Coordinate annotation records
================
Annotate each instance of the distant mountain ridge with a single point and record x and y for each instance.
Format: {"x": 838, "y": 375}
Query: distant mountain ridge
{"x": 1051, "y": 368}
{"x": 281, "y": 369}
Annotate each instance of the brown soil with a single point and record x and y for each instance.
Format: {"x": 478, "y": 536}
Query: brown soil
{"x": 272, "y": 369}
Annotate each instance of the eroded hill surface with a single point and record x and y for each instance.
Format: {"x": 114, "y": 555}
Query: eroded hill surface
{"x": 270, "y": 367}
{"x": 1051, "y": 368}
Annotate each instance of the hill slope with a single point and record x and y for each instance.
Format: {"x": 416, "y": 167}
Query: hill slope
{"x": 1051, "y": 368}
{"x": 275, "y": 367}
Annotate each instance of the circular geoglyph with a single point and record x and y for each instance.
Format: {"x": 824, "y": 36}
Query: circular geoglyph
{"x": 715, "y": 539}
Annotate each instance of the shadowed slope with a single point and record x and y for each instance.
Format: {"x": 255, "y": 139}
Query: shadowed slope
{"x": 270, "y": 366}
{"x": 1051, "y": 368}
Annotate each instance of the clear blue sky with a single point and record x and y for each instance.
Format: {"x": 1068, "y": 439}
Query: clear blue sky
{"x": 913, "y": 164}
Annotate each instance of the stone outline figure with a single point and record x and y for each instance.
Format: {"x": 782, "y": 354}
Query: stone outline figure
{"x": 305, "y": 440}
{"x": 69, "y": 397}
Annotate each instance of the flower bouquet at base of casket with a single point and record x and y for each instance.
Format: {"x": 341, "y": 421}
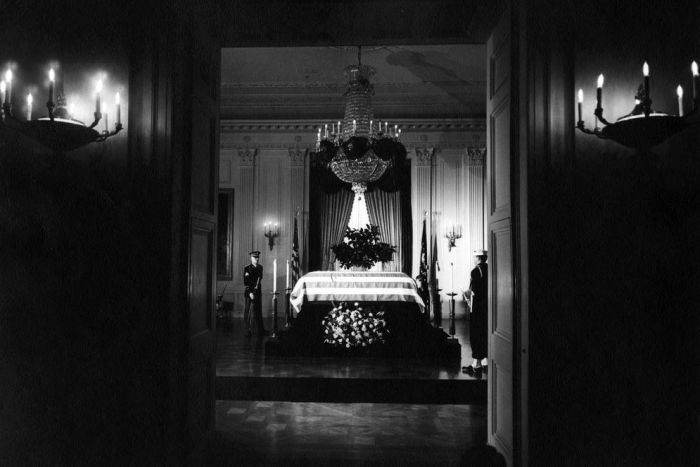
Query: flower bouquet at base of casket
================
SHORT EXERCISE
Return the listing above word for word, with the pictures removed.

SOLUTION FOR THIS EXERCISE
Annotate each instance of the distant mountain ridge with a single point and record x and y for each instance.
Format: {"x": 838, "y": 375}
Query: distant mountain ridge
{"x": 1051, "y": 368}
{"x": 281, "y": 369}
Annotate each instance of the brown soil with a single point and record x and y for each instance.
Format: {"x": 478, "y": 536}
Query: brown soil
{"x": 272, "y": 369}
Annotate each instance of the eroded hill surface with a single point and record x and y for each instance.
Format: {"x": 114, "y": 555}
Query: eroded hill surface
{"x": 270, "y": 367}
{"x": 1051, "y": 368}
Annotate each instance of the hill slope with a single point and record x and y for each instance.
Format: {"x": 416, "y": 167}
Query: hill slope
{"x": 1051, "y": 368}
{"x": 275, "y": 367}
Annotate each instance of the circular geoglyph with a single point and record x and y for each instance.
Format: {"x": 824, "y": 36}
Query: circular geoglyph
{"x": 715, "y": 539}
Annotate each instance of the shadowed slope with a single point and record x and y for each instance.
Format: {"x": 255, "y": 139}
Query: shadowed slope
{"x": 270, "y": 366}
{"x": 1051, "y": 368}
Annotate each instance of the clear blue sky with a single point and record x and y for each instance.
Format: {"x": 1068, "y": 439}
Query: clear blue sky
{"x": 913, "y": 164}
Annotate each instance of the stone outline figure with a single point and record x and y for each instance.
Format: {"x": 782, "y": 354}
Query: stone outline figure
{"x": 305, "y": 440}
{"x": 69, "y": 397}
Annotate each instance of the flower bouquet at base of casket with a single point and record x and y for each instance.
Format: {"x": 341, "y": 421}
Query: flower bouquet at base of casket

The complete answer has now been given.